Extracted records
-- Opening Marker --

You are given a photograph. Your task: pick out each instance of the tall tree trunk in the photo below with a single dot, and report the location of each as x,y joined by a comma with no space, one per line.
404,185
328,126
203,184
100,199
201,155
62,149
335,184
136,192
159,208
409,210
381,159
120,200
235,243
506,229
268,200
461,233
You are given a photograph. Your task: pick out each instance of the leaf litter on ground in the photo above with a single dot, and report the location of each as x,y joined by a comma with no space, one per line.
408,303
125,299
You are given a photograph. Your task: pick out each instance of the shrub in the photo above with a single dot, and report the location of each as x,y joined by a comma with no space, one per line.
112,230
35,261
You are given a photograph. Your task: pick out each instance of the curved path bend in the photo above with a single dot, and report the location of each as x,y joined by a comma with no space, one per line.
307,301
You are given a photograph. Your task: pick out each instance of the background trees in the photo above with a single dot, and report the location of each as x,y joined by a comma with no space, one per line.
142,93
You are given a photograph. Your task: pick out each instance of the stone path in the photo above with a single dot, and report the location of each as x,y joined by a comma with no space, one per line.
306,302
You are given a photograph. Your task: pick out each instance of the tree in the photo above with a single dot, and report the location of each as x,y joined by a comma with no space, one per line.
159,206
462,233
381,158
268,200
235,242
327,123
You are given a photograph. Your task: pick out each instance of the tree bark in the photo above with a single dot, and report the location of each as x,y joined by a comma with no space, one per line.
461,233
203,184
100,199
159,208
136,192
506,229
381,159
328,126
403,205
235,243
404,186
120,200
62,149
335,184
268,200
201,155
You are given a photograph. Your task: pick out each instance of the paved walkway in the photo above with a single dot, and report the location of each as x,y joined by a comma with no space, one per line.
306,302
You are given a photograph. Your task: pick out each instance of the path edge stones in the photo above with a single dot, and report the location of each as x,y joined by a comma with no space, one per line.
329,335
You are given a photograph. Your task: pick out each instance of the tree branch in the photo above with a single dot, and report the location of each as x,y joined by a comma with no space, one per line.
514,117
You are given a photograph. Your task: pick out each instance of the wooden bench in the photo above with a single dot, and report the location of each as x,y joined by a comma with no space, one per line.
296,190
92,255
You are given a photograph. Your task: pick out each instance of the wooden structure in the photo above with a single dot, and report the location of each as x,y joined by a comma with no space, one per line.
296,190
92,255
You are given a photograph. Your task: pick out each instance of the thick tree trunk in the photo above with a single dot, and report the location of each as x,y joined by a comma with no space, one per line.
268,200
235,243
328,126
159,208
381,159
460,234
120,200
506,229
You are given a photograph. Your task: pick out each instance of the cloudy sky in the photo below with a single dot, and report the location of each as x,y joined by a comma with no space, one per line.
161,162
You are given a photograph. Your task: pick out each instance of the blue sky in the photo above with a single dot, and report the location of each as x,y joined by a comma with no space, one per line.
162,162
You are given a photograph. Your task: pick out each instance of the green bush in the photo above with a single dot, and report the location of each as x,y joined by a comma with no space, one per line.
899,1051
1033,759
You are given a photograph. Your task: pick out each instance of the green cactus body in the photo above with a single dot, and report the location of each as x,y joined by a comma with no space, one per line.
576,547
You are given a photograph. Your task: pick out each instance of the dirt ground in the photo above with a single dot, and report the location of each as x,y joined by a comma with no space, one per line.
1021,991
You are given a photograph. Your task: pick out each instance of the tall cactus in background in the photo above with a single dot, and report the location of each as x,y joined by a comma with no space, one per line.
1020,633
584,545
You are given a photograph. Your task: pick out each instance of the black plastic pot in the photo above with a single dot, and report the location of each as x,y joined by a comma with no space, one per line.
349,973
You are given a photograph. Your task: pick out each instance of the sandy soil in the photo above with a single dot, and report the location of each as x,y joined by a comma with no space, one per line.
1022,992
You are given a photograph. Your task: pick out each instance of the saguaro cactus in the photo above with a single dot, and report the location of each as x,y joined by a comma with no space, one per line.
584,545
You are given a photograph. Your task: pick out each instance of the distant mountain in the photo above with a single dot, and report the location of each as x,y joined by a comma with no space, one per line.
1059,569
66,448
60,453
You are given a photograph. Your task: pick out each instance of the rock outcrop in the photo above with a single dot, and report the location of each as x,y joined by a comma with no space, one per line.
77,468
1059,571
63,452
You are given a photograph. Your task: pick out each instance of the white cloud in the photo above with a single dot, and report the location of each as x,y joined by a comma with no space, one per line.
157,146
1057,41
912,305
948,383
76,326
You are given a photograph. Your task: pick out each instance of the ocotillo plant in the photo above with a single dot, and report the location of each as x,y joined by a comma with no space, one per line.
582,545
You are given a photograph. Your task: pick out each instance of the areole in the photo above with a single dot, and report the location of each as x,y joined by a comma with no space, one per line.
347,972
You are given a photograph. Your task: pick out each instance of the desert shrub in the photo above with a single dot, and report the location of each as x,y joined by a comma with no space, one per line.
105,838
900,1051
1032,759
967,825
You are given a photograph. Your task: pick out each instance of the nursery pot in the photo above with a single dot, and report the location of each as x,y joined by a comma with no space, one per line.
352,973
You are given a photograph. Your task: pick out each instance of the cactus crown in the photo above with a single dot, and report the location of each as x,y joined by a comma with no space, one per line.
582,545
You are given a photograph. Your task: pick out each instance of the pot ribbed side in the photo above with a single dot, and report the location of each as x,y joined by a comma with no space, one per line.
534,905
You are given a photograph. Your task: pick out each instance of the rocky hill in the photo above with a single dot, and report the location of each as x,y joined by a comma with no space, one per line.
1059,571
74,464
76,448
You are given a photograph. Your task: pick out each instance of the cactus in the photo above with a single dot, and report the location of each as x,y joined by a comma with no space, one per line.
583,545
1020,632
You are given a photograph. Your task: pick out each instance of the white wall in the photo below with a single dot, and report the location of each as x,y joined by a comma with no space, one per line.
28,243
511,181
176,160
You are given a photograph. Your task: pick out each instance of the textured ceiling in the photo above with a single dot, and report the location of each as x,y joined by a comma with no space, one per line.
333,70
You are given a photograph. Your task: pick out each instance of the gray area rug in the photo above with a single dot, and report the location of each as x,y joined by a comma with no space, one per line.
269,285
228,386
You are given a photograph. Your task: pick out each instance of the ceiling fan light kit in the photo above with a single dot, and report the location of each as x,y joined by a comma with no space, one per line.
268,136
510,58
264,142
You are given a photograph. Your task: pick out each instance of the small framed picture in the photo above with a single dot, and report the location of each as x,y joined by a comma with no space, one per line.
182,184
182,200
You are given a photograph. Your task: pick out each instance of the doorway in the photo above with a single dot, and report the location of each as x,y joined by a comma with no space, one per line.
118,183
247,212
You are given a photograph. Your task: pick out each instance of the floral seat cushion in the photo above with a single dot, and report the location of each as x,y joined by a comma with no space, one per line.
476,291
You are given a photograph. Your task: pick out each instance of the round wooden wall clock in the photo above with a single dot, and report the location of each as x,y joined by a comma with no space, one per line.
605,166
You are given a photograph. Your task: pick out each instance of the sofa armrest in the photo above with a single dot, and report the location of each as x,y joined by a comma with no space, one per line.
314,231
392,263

-- Closing Marker --

AIM OF THE EXERCISE:
Return every record, word for word.

REPLY TO THE EXERCISE:
You are given a photograph. Your task: pick out each instance of the tall tree trunk in the photo below with a single dot, and report the location of each as x,y joined by a comma with no space, one per line.
404,185
328,126
203,184
100,199
201,155
62,149
335,184
136,192
159,208
409,210
381,159
120,200
235,243
506,229
268,200
461,233
You are given a photograph. Your task: pick out each instance of the leaf litter on ground in the photo above with a single dot, and report the location of each as x,y joined by a comma with no space, one per line.
408,303
125,299
You are given a photograph. Your task: pick out each instance of the shrub in the photo above with a single dot, and report the location of each as x,y joined by a comma with no space, one per line.
112,230
35,261
You are given a photograph. Your task: pick out each instance of the curved path bend in the photo above with a single dot, and report the location of each as x,y joined by a comma with no space, one per line.
307,301
You are given a photograph. Your task: pick out each instance of the background trees in the photo above with a single dot, and report the location of each as x,y joined by a comma with no space, one per line.
142,93
You are given a photograph. Your task: pick out each instance of the stone path in the photo above with a single dot, and report the location of each as x,y joined by a comma with no space, one per line.
306,302
You are given a photograph. Your task: pick out each instance of the tree in the photo above with a single dot, and report the location of each as x,y joined by a comma with no space, one per line.
159,206
462,233
381,158
268,200
235,242
327,123
You are given a photograph. Your task: pick out each instance of the tree bark in the photo above with a single dot, and report the location of each as x,y joined by a comma with no space, one per line.
461,233
203,184
100,199
159,208
136,192
506,229
381,159
328,126
403,205
235,243
404,186
120,200
62,149
335,184
268,200
201,155
You are given a photograph. Your task: pick out each instance of the paved walkway in the photo above with a single dot, and report the location of each as x,y joined by a comma with no space, one per line.
306,302
You are given a photograph. Your task: pick out each instance of the path edge stones in the photo above with a single dot, and report the location of each as x,y joined by a comma with no space, one per line.
329,335
You are given a photograph. Your task: pick out each instance of the tree branch in the photo above with a single dot, and report the location of each as x,y joined by a comma with no space, one per line.
514,117
You are given a photograph. Your task: pick out each instance of the wooden bench in the photo above with a single dot, and report the location of each as x,y joined by a comma with no space, one per line.
296,190
92,255
You are given a photograph. Your task: pick out each instance of the wooden structure in the photo above with a single dot, and report the location of each as x,y joined by a comma with no space, one per line.
296,190
92,255
You are given a photograph. Your task: pick out each instance of the thick tree trunk in the photo above with a single dot, and report the location of each as x,y joined by a comma with no space, one per line.
268,200
235,243
328,126
159,208
381,159
460,234
120,200
506,229
You are given a photograph. Your task: pick out each instance of the cloudy sky in the photo below with a single dot, and report the location of each as x,y joined by a comma with no space, one per line.
161,162
You are given a photograph. Your task: pick out each instance of the blue sky in the photo above with a single dot, and report the location of each as x,y joined by a comma with no space, one per line.
162,162
You are given a photograph. Your task: pick out each instance of the green bush in the photo above with a single dot, and report the location of each as x,y joined by a comma with no space, one per line.
899,1051
1033,759
You are given a photograph. Your task: pick out each instance of the green cactus body in the photo above with a single dot, and report the location of each as x,y joined by a comma with no space, one per line.
576,547
You are given a photograph. Your task: pick out each instance of the dirt ground in the photo above with a single dot, and report the location of each as x,y joined by a comma with no space, one per line.
1021,991
You are given a photograph. Your task: pick out each instance of the tall cactus in background in the photo above with a single dot, and report the location of each as x,y joined by a comma with no space, one per line.
1020,633
584,545
You are given a photograph. Your task: pick out each instance of the black plastic pot in the photo above with a single dot, and report the location of each as x,y joined by a comma with no space, one per line.
349,973
You are given a photograph. Your task: pick out each instance of the sandy soil in the photo above with a single dot, and report the location of each as x,y joined by a comma with no space, one per line.
1022,992
You are given a photograph. Your task: pick out each instance of the saguaro cactus in the photo above with a single dot, and report the location of each as x,y joined by a comma with no space, one per line.
584,545
You are given a photograph. Your task: pick out each instance of the distant mountain in the photo above with a single dot, and report the location of each as x,y joined by a comma with no space, one per line.
1059,569
66,448
60,453
You are given a photograph. Your task: pick out each instance of the rock outcrop in the photo above with a single dot, and report the location of each as x,y joined by a comma with no space, one per line.
77,468
1059,571
63,452
You are given a photograph. Your task: pick out each instance of the white cloud in the photo above with a single dot, and report the location of each as x,y joined by a comma with no space, one per line.
157,146
1057,41
912,305
948,383
76,326
You are given a photograph. Your task: pick out each instance of the ocotillo plant in the photo above with a single dot, and report the location of each as x,y joined by a comma with no space, one per line.
582,545
You are given a photograph. Your task: pick out each instance of the areole in the photo above with a single dot, and report the location of each as x,y joined by a comma with no space, one per line.
347,972
You are given a photograph. Your task: pick out each instance of the desert shrub in the photo above with a single dot, and report the location of each as x,y joined by a comma with no space, one per line.
105,838
900,1051
1032,759
967,825
You are given a photograph. Your task: pick out each instance of the nursery pot in the photo above with a single dot, and report the location of each as x,y joined by a comma with no space, one per line.
352,973
You are given a photograph. Your task: pick out each instance of the cactus crown in the photo above with a single dot, and report the location of each as x,y joined by a comma with no space, one per line.
582,545
You are given a photograph. Your task: pick out each instance of the pot ribbed side in the photo above with a single dot, and report the location of each as x,y joined by a comma with no space, one per line.
534,905
You are given a photograph. Your task: pick out each instance of the rocky hill in the photo above with a single dot, and report the location of each as x,y joined by a comma with no space, one per line.
1059,571
74,464
76,448
You are given a photograph. Your task: pick out each instance of the cactus in the photo above with a single dot, and report the location of each as x,y joined by a comma with no space, one per line.
583,545
1020,632
You are given a photograph. Your task: pick out each instance of the white wall in the photo below with a single dot, and report the location of each as x,y joined by a comma with no space, one per line.
28,243
511,181
176,160
You are given a photograph. Your task: pick out each instance of the textured ceiling in the photo above with a single dot, and report the location of each as x,y joined by a comma with no space, one per line.
333,70
You are given a photograph. Your task: pick out each instance of the gray area rug in the photo above with a single dot, and report the location of each as x,y joined by a comma with no space, one per line.
269,285
228,386
You are given a photograph. Your task: pick out each instance of the ceiling fan light kit in the photo above with a single dot, and report the location of each as x,y joined by a comma with no space, one per line.
268,136
510,58
264,142
You are given a photograph. Your task: pick out each instance of the small framed picture in the photo above with a single dot, and report the location of each as x,y joined by a comma with no space, one per line.
182,184
182,200
You are given a photograph. Your task: pick out each instance of the doorway in the photo above with a single dot, and report the location of each as x,y joined by a comma with no space, one per line.
118,183
247,212
You are given a photograph. Your task: pick out each instance of the floral seat cushion in the photo above with a single dot, and report the location of each as x,y joined by a comma with no space, one per line.
476,291
You are given a photograph. Your task: pick out each instance of the round wooden wall clock in the photo above with a single dot, and report the location of each as x,y joined by a comma with no space, one per line.
605,166
You are given a photograph. Your task: pick out each instance of the sofa armrest in the photo above with a single dot, and report the location of each as x,y joined by a comma with no space, one per line.
314,231
392,263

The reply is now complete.